Цитируемый текст —
+ + + + +
Любимым занятием исследователей стал поиск прототипов персонажей поэмы. Было высказано множество версий[1]. Сама Ахматова с очевидным раздражением относилась к разговорам о толковании поэмы. «Никаких третьих, седьмых и двадцать девятых смыслов поэма не содержит. Ни изменять ее, ни объяснять я не буду. “Еже писахъ — писахъ”».

Может, она права, и никаких особенно изощренных смыслов в поэме нет? И она гораздо проще, чем принято думать? И вообще, автору виднее…. Кроме того, мне кажется, что сам по себе разговор о прототипах мало что дает, если мы не ставим своей целью понять сверхидею текста, его ключевой посыл.

Итак, попробуем перечитать «Поэму без героя», принимая во внимание литературный и исторический контекст ее написания.

 

1. Коломбина и Пьеро

Традиция обращаться к образам итальянской площадной комедии «дель арте» возникла еще в Серебряном веке. Арлекин, Коломбина, Пьеро — их образы были всюду. Николай Сапунов, Константин Сомов и Сергей Судейкин воплощали архетипических персонажей в живописи, Всеволод Мейерхольд — выводил на сцену в спектаклях «Шарф Коломбины» и «Балаганчик».

Ты в Россию пришла ниоткуда,
О мое белокурое чудо,
Коломбина десятых годов!

Главной Коломбиной Серебряного века являлась Ольга Глебова-Судейкина, она была актрисой различных петербургских театров. Однако в историю девушка вошла не театральным мастерством — вокруг Глебовой-Судейкиной собиралась значительная часть тогдашней богемы. Ей посвящали стихи, в нее влюблялись — счастливо и не очень — многие из тех, кто для нас стал историей Серебряного века. В образе Коломбины Глебову-Судейкину в 1916 году нарисует муж — упомянутый выше художник Сергей Судейкин. Уже после революции она сыграет роль Коломбины в пантомиме «Веселая смерть».

Но впервые с Коломбиной ее сравнил поэт Всеволод Князев. Он был в Глебову-Судейкинй влюблен и посвящал ей стихи.

Вы — милая, нежная Коломбина,
Вся розовая в голубом.
Портрет возле старого клавесина
Белой девушки с желтым цветком!

Любая роль тянет за собой сюжет. История Коломбины в «дель арте» — история спора из-за красавицы Пьеро и Арлекина, где Пьеро — образ безнадежно влюбленного страдальца, а Арлекин — веселого победителя. Свою роль в этом сюжете Всеволод Князев выбрал сам — в процитированном стихотворении он прямо называет себя Пьеро.

У образа Коломбины, между тем, была еще одна сторона — она была воплощением Смерти. Самоубийство Всеволода Князева в 1913 году — было, возможно, самым громким скандалом Серебряного века. До сих пор точно не известно, был ли роман между Ольгой и Всеволодом, но общественное мнение обвинило во всем Глебову-Судейкину, да и она сама до конца жизни испытывала вину.

Ахматова была подругой Глебовой-Судейкиной, и вся эта история происходила у поэта на глазах… Первое посвящение «Поэмы без героя» обозначено инициалами Вс.К., второе — О.С. Образ Коломбины проходит через всю «Поэму…», а самоубийство молодого корнета — центральное ее происшествие.
+ + + + +
Исходные данные —
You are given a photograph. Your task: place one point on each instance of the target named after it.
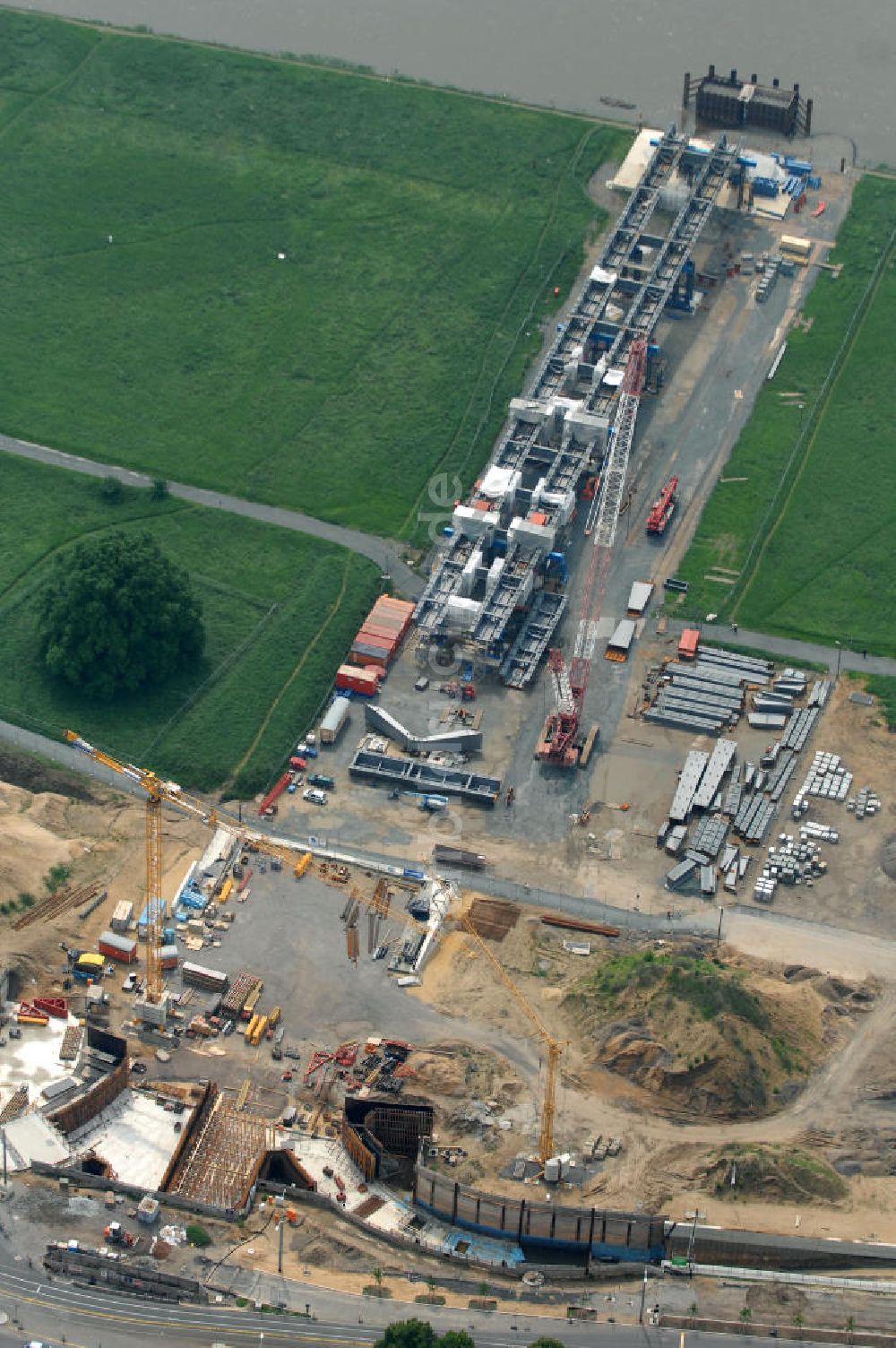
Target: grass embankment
(274, 601)
(149, 187)
(692, 1030)
(810, 540)
(883, 687)
(783, 1174)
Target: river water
(572, 53)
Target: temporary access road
(380, 550)
(850, 955)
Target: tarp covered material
+ + + + +
Что требуется — Изложите текст о «Поэме без героя» в трех предложениях. Данные являются самостоятельным материалом, отдельным от текста.

Ответ — Исследователи охотно искали прототипы персонажей поэмы, однако Ахматова с раздражением относилась к ее толкованиям и утверждала, что никаких скрытых смыслов поэма не содержит. В тексте предлагается перечитать «Поэму без героя» с учетом литературного и исторического контекста, начиная с образа Коломбины, главным воплощением которого в Серебряном веке была актриса Ольга Глебова-Судейкина. Влюбленный в нее поэт Всеволод Князев называл себя Пьеро и в 1913 году покончил с собой, а Ахматова, подруга Глебовой-Судейкиной, обозначила посвящения поэмы инициалами Вс.К. и О.С., и образ Коломбины проходит через всю поэму.